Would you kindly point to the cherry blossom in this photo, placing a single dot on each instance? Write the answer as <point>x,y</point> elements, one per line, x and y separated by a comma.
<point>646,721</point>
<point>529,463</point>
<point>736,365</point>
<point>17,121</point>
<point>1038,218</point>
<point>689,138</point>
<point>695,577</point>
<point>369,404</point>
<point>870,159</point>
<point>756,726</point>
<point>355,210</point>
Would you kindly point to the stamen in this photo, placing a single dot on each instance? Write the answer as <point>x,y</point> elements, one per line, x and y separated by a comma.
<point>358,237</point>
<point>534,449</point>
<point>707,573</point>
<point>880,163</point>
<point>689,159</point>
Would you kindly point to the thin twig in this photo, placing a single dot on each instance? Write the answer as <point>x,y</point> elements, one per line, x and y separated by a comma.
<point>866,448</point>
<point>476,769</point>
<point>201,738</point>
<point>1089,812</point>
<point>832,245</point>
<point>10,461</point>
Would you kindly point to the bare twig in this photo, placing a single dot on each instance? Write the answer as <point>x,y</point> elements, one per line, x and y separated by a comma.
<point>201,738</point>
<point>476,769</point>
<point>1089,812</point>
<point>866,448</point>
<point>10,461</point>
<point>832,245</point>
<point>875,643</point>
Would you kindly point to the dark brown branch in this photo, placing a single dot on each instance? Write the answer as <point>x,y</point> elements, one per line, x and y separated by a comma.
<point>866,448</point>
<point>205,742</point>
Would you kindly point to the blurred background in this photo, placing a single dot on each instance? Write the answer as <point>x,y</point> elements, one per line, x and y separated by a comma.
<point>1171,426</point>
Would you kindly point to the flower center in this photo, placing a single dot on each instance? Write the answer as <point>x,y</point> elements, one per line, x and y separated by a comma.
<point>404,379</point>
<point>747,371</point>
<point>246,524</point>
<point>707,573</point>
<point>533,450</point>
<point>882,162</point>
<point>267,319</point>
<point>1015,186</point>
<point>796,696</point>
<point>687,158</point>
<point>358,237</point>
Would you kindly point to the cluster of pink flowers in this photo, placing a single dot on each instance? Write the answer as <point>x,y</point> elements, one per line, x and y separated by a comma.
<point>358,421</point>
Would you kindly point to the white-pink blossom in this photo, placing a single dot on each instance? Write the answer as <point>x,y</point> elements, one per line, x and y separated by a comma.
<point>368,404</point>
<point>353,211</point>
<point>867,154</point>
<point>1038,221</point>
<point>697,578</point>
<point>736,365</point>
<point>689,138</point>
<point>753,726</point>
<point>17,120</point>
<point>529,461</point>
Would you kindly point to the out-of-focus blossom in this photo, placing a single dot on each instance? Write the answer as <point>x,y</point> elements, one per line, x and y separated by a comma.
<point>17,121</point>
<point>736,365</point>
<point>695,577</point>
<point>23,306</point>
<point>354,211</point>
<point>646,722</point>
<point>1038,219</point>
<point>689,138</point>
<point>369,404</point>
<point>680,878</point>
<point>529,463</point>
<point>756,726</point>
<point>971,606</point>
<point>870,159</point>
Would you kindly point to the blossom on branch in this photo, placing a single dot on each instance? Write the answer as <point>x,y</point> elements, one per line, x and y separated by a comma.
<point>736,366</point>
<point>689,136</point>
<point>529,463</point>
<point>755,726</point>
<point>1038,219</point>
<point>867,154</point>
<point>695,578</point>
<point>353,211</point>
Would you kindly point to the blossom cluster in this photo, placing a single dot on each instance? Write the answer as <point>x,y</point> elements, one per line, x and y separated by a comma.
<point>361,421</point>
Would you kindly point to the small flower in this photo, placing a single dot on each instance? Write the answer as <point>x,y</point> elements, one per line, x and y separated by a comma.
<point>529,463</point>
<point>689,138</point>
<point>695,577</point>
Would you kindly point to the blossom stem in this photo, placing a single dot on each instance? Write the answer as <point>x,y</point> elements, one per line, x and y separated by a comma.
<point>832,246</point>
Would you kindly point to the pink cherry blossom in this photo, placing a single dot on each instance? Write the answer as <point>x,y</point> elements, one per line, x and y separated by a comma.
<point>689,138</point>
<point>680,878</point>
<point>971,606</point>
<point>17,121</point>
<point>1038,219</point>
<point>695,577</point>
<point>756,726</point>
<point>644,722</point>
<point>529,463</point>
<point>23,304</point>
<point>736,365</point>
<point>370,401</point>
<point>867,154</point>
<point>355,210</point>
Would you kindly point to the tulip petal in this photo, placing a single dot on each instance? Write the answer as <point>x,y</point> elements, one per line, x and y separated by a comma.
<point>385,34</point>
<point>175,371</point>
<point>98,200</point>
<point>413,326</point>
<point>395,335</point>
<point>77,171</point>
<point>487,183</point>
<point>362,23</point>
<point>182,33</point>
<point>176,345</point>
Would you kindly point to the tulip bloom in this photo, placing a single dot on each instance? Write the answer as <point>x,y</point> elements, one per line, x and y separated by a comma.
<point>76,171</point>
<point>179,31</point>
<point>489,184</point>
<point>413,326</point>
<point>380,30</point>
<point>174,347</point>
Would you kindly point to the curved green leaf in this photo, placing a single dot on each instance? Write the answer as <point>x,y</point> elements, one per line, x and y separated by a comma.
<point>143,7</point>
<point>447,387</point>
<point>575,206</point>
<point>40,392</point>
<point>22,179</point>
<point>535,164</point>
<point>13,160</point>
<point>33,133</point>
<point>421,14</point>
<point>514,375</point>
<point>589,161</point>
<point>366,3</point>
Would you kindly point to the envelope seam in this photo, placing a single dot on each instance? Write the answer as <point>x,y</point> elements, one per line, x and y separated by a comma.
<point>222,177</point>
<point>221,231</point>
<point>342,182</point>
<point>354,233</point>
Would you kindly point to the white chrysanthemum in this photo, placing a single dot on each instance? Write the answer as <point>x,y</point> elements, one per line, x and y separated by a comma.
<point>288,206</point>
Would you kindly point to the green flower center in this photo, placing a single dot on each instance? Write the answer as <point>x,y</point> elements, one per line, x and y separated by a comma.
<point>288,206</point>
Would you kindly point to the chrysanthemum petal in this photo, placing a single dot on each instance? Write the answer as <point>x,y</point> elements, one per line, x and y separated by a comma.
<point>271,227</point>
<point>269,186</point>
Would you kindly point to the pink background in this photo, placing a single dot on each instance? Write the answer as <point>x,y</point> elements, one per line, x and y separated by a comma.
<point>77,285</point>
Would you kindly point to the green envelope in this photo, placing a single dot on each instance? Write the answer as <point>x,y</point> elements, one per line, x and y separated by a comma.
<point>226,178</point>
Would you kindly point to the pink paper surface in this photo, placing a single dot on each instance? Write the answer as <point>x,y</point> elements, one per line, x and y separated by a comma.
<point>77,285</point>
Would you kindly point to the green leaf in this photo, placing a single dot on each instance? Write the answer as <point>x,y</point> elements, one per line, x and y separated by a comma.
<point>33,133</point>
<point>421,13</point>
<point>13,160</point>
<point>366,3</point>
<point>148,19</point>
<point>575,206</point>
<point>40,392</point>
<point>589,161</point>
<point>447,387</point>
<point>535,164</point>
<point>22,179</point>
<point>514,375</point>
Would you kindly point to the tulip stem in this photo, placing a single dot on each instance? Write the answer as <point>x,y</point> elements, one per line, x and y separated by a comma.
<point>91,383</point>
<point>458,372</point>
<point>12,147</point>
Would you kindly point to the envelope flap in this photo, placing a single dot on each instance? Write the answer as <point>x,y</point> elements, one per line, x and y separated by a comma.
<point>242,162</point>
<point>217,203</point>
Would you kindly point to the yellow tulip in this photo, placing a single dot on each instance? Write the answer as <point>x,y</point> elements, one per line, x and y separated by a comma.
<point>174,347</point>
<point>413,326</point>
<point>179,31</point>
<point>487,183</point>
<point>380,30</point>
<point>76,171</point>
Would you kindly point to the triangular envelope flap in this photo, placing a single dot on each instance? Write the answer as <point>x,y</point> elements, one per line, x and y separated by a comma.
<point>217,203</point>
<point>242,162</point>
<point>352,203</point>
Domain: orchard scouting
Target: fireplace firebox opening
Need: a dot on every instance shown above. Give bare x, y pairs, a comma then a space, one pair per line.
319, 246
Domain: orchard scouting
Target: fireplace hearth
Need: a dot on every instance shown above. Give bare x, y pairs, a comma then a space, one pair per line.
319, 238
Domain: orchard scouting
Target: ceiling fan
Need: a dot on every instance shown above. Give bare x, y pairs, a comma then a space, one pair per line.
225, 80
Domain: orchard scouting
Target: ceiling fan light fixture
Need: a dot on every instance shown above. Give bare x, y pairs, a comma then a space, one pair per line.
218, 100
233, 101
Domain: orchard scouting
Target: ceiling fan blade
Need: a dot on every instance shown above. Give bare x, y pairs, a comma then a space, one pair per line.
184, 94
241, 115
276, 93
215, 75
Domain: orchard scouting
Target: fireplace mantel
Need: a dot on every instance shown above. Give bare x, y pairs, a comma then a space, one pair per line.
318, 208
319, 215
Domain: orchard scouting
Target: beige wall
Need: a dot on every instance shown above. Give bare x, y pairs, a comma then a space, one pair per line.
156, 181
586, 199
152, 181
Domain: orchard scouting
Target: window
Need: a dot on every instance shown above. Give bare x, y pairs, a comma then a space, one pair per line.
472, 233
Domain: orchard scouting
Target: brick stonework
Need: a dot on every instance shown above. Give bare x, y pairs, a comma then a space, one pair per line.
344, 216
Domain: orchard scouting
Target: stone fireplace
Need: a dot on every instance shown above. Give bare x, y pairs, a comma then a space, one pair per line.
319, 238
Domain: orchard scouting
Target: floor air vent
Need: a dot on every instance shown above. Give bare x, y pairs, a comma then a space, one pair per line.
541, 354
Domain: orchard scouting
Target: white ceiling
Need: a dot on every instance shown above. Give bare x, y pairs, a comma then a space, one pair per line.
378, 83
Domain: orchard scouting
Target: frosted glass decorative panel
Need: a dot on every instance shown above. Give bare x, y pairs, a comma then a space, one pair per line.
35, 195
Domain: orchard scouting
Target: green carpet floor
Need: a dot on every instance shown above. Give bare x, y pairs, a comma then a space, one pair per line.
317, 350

================================

:: Instruction ::
Reproduce the data from the line containing "Would you kindly point to the pink cherry" through the line containing "<point>176,345</point>", inclusive, substituting "tulip flower" for "tulip petal" and leaving everything else unchanged.

:: The result ::
Would you kindly point to the pink cherry blossom in this photo, placing a single dot on each instance? Write the answer as <point>x,y</point> elements, one per line, x and y separated by a comma.
<point>689,138</point>
<point>680,878</point>
<point>971,606</point>
<point>17,121</point>
<point>1038,219</point>
<point>695,577</point>
<point>756,726</point>
<point>644,722</point>
<point>529,463</point>
<point>23,304</point>
<point>736,365</point>
<point>370,401</point>
<point>867,154</point>
<point>355,210</point>
Would you kindly point to the tulip flower in this photo, placing a single dot on each instance? Write the answer as <point>x,y</point> elements, one per line, x and y separated by a comma.
<point>385,34</point>
<point>175,371</point>
<point>98,200</point>
<point>413,326</point>
<point>395,335</point>
<point>77,171</point>
<point>487,183</point>
<point>362,23</point>
<point>182,33</point>
<point>176,345</point>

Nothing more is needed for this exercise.